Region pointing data
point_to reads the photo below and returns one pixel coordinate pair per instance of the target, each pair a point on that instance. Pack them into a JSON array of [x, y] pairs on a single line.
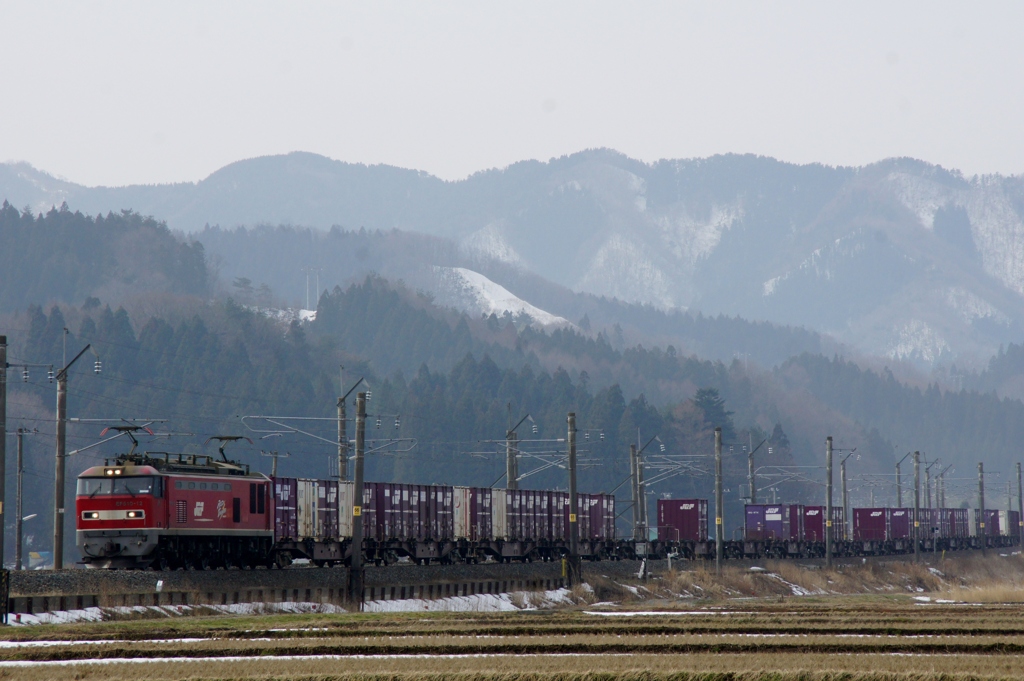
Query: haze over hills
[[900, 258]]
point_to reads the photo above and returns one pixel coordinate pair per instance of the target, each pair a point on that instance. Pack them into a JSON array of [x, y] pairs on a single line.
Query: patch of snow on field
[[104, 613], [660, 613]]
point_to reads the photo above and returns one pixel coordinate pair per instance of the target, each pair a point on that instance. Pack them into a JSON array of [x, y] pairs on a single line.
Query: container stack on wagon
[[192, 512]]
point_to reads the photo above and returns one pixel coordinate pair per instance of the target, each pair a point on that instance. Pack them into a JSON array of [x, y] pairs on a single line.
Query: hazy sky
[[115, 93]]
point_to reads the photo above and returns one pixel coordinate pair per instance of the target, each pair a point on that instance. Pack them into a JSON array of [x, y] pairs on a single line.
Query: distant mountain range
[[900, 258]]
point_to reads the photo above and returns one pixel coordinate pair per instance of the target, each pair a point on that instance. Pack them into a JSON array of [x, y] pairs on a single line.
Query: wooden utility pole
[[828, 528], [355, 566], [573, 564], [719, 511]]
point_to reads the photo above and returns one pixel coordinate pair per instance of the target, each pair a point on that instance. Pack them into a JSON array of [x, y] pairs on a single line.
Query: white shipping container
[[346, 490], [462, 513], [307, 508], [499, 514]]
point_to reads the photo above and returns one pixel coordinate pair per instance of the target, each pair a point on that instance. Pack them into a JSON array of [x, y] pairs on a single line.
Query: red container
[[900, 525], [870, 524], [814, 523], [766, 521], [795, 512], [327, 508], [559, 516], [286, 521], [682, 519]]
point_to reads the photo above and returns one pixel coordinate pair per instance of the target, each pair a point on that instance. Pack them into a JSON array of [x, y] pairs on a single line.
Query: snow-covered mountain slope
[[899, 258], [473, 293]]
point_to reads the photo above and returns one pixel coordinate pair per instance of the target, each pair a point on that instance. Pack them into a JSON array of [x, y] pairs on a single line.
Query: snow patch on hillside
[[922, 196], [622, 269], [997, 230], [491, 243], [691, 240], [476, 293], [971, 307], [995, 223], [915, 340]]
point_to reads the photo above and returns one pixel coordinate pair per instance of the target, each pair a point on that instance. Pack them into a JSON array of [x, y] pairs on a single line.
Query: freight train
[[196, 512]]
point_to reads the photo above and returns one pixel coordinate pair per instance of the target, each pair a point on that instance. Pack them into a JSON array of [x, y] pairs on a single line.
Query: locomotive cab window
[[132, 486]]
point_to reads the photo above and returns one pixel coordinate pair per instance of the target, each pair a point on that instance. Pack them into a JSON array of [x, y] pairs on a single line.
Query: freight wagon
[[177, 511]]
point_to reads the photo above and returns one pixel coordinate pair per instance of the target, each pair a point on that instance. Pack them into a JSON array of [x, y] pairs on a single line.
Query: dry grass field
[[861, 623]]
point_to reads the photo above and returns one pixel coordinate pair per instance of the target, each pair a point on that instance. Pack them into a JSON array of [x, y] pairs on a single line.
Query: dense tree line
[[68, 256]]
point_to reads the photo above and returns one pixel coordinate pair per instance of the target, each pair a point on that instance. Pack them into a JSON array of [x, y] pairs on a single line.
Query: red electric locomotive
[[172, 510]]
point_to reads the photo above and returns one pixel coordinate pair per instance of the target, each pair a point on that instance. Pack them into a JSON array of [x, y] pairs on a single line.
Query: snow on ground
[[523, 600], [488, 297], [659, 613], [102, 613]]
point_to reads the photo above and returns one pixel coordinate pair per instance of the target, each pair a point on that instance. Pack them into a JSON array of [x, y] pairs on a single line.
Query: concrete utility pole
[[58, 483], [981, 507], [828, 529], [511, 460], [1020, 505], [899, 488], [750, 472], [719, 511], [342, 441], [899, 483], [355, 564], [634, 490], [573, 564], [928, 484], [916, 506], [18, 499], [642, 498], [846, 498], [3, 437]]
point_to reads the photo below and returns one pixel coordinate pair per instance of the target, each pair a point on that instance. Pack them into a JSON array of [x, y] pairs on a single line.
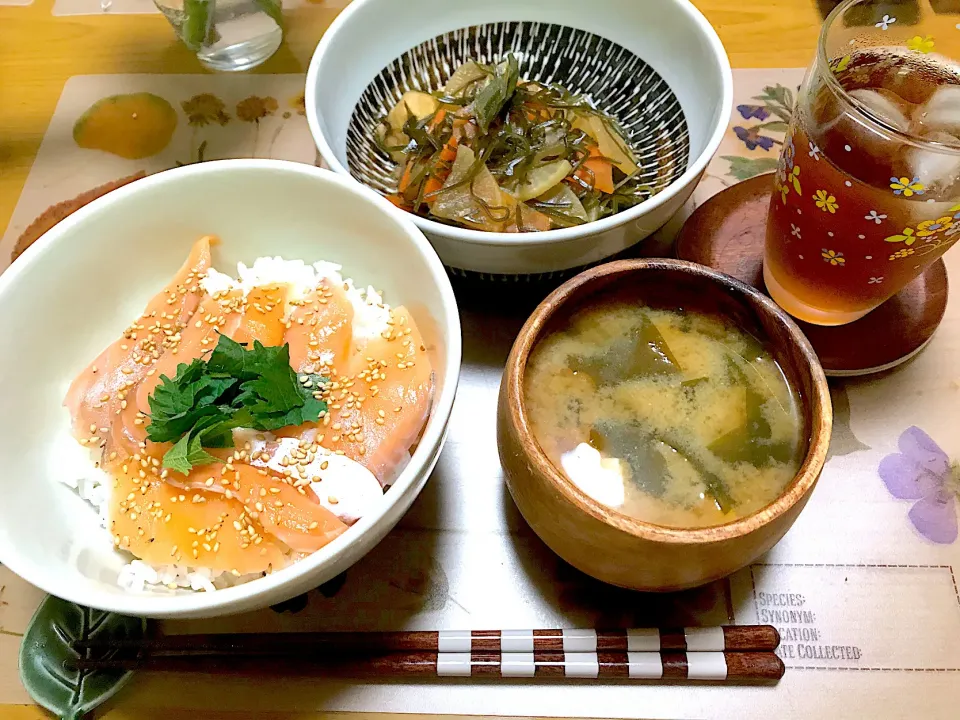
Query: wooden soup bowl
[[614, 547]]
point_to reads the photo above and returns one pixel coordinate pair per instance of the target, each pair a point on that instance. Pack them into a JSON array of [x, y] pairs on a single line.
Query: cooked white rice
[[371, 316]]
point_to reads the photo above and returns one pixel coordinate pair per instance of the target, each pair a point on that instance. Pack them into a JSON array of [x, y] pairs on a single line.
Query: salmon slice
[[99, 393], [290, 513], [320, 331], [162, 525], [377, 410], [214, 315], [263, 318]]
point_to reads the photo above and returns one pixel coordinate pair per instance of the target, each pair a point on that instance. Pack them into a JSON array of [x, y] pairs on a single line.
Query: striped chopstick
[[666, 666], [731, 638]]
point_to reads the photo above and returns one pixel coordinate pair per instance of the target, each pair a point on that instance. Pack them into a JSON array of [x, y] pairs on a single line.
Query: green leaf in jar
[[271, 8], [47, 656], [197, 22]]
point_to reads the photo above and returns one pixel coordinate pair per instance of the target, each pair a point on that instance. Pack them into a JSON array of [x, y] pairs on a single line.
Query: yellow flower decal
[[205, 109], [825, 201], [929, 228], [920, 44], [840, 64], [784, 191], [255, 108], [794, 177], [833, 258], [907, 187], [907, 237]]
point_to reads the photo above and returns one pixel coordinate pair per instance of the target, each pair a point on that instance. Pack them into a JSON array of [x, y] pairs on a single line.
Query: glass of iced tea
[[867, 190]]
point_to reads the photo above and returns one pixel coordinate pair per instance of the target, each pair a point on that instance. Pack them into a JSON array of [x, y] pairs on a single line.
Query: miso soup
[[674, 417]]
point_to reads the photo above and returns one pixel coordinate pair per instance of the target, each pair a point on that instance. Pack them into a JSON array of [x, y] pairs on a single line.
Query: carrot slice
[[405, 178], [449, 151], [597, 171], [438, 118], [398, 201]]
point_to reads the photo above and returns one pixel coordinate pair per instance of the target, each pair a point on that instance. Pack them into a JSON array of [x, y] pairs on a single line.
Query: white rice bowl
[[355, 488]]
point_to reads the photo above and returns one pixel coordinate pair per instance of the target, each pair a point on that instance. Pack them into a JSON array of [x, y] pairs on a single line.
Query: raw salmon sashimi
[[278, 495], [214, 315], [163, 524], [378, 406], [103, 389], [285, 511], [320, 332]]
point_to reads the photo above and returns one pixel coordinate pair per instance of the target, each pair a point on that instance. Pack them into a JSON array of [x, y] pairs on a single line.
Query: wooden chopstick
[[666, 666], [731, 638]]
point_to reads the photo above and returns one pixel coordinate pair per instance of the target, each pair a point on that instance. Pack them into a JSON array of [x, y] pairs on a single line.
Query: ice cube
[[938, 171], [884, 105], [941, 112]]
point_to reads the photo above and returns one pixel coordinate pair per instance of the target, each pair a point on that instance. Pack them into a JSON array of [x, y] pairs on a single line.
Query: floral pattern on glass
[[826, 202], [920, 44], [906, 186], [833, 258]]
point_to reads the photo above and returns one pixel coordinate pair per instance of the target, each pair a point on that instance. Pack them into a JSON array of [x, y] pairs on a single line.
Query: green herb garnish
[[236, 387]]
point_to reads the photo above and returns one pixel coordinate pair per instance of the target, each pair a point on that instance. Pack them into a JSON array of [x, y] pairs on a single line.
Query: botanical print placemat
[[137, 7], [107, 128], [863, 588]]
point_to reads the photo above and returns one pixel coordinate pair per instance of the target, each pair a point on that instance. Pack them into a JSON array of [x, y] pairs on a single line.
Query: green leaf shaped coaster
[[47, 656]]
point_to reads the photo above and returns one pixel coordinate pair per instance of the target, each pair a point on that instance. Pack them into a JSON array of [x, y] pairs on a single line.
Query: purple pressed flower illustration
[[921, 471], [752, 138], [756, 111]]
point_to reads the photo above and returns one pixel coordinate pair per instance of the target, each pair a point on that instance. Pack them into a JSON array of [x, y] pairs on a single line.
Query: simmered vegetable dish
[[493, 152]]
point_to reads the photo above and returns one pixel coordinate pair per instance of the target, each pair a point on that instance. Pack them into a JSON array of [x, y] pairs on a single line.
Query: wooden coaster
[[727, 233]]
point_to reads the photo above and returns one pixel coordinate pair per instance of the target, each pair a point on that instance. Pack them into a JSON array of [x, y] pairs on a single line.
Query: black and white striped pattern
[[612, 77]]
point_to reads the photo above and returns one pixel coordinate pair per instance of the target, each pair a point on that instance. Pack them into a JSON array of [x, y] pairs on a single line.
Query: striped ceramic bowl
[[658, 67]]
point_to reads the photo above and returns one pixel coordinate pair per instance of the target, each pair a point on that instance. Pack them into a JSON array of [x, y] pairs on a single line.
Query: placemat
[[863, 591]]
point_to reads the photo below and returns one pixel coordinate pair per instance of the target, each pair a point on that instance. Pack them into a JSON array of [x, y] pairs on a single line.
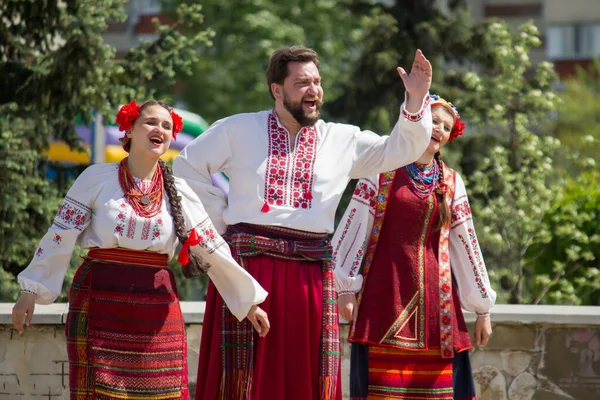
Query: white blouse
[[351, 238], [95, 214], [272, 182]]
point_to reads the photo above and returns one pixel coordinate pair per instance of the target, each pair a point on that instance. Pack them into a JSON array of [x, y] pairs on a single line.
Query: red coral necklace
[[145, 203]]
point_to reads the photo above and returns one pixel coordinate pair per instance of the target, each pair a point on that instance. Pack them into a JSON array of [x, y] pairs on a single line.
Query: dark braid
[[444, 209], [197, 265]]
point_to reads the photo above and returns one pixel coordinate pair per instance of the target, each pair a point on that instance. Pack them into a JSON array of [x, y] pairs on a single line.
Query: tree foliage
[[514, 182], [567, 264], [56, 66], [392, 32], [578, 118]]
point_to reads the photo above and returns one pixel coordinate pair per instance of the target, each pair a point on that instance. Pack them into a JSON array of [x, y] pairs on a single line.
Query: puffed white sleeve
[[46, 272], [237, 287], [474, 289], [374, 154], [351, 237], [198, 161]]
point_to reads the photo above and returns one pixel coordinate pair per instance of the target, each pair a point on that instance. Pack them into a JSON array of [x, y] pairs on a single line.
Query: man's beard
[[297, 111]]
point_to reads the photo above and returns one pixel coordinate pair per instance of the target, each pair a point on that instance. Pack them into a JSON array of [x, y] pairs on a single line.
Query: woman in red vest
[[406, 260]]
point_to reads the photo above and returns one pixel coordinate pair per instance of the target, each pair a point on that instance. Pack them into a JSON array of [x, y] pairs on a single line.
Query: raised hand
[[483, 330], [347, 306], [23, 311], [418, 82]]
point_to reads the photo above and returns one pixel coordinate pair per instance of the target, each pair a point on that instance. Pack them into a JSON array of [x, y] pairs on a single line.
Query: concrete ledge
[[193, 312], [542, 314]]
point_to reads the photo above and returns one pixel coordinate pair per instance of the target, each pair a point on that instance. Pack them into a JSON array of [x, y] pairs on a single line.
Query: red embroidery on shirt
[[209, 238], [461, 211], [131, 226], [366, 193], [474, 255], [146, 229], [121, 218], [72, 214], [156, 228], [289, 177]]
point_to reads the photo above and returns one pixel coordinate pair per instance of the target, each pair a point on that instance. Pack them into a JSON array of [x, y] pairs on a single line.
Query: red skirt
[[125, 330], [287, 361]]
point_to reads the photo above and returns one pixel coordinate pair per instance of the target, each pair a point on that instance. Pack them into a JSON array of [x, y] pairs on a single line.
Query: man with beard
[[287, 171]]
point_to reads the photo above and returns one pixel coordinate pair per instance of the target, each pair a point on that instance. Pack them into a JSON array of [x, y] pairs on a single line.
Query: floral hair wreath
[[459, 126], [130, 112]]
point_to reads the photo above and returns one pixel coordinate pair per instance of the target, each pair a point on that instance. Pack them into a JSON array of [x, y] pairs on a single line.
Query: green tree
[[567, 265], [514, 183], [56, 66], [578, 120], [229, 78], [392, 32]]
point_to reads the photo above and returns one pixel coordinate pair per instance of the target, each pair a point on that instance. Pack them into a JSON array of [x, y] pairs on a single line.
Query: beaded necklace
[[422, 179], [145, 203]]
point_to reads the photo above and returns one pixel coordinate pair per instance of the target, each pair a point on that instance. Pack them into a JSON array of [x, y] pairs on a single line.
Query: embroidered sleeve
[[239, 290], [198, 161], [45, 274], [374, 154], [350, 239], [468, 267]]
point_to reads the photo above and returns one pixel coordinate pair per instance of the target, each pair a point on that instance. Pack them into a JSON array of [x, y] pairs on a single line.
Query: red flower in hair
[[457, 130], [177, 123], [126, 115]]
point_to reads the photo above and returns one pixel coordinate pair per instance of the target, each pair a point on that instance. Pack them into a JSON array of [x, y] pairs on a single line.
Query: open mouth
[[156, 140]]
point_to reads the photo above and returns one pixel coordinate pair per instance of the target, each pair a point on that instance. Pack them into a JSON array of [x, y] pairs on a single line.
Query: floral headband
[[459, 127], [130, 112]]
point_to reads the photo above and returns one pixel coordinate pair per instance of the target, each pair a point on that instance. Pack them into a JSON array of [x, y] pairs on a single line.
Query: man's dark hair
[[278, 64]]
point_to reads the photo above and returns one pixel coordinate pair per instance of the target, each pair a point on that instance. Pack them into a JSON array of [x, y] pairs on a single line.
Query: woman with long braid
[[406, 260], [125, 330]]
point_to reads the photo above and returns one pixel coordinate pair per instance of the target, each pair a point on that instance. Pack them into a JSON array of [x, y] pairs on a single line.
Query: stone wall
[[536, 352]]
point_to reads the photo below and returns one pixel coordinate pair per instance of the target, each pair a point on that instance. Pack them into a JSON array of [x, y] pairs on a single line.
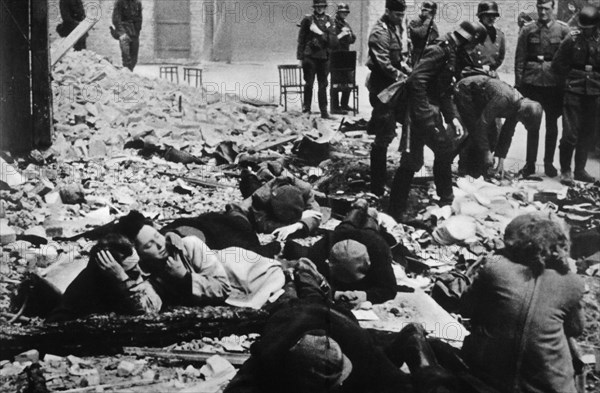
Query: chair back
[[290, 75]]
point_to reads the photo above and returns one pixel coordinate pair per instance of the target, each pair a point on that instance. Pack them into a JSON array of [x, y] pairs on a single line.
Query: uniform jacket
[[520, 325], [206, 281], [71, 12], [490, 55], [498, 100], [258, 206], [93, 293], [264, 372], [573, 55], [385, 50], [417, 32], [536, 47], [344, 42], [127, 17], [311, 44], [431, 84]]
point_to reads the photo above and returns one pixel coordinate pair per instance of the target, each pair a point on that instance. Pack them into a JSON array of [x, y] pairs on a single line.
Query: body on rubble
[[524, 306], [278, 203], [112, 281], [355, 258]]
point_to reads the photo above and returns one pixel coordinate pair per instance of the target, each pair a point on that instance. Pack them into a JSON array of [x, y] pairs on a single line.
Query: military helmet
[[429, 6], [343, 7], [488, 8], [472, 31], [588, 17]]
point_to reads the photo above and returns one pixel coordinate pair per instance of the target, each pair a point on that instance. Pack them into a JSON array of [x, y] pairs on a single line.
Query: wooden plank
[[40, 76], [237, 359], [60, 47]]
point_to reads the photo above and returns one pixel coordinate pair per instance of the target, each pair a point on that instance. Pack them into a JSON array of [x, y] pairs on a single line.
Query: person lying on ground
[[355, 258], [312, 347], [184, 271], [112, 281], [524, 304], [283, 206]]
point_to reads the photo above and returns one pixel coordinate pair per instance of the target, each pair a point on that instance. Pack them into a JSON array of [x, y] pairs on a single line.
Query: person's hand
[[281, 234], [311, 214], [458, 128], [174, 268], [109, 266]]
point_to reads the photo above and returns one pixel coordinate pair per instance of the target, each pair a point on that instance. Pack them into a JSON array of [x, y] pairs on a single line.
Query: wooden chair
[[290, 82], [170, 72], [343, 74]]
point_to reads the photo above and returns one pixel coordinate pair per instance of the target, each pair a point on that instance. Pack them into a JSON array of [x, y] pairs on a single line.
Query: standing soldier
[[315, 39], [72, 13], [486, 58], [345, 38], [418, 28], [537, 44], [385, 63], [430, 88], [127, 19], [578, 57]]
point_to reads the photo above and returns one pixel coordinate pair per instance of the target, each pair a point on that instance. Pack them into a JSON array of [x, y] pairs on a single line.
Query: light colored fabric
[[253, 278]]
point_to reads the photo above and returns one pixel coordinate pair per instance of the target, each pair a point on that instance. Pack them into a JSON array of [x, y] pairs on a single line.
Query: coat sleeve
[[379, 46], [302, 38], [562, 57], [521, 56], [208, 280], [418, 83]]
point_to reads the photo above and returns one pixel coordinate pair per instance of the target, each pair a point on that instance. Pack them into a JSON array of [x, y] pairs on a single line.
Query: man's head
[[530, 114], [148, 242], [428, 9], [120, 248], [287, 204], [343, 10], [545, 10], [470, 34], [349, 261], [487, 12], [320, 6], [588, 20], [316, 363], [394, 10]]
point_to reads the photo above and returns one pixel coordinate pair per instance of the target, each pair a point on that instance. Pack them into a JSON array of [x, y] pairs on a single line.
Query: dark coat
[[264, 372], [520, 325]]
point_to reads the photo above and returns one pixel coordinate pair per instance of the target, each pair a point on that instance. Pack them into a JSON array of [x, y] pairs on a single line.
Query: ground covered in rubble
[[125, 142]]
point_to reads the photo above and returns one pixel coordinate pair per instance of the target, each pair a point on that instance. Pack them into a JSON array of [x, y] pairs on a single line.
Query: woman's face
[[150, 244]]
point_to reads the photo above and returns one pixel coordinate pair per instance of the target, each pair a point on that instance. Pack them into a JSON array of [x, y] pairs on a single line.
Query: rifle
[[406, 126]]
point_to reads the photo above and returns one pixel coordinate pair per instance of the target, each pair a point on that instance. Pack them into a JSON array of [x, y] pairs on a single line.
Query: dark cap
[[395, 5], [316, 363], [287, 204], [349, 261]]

Aim of the exercise
Print precisely the lines from the one with "Query: man's head" through the end of the data above, adding nothing.

Task output
Query: man's head
[[530, 114], [148, 242], [428, 9], [120, 248], [287, 204], [343, 10], [545, 10], [470, 34], [349, 261], [487, 12], [320, 6], [588, 20], [316, 363], [394, 10]]
point_to reads the photo above and returns one pixel coordinate pair per instance of the target, each pair a point on that instance. Pack them into a JSON array of [x, y] pairs on a single line.
Query: dark coat
[[264, 372], [520, 325]]
point_to reads the photo above and returns one pixel coordinate pair per instance of the target, each pair a point on that instance. Pack them into a JSON array of [x, y] pairs on a single line.
Query: ground covered in rubble
[[125, 142]]
point_to reads the photo above and returns one pixel coordinate pair per instance of the target, each pair a point on that instance. Pack them into a JSON array of [x, y] pairs on a single line.
Query: woman's face
[[150, 244]]
point_to reads the photo above and returns one pixel coordinate pair per instance of the target, each pair a point on that instance. Pack them into a JSON array of [x, y] pairs on a single line.
Query: rifle
[[406, 126]]
point_to reads the photo above and returns one pixel coordinate pair per instance of the target, each pair a point on that instance. Pack them into a JSON array of [x, y] pairs on a single line.
Query: dark cap
[[395, 5], [316, 363], [287, 204], [349, 261]]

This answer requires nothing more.